■ **Task requirements**
Without including any pictures, write out all the entries exactly.

[Opening Material to process section]

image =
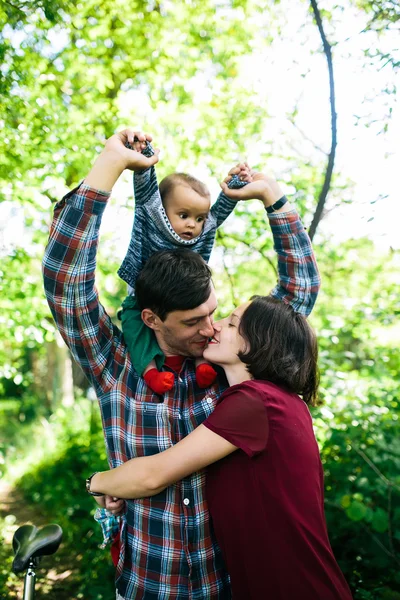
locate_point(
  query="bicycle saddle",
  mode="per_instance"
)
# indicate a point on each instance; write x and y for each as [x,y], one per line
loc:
[31,542]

[Closing Material to process section]

■ **Solution for this task**
image =
locate_point(
  query="bicycle saddle",
  mode="per_instance"
)
# indicate a point on each instance; write x and y for each as [x,y], one per line
loc:
[31,542]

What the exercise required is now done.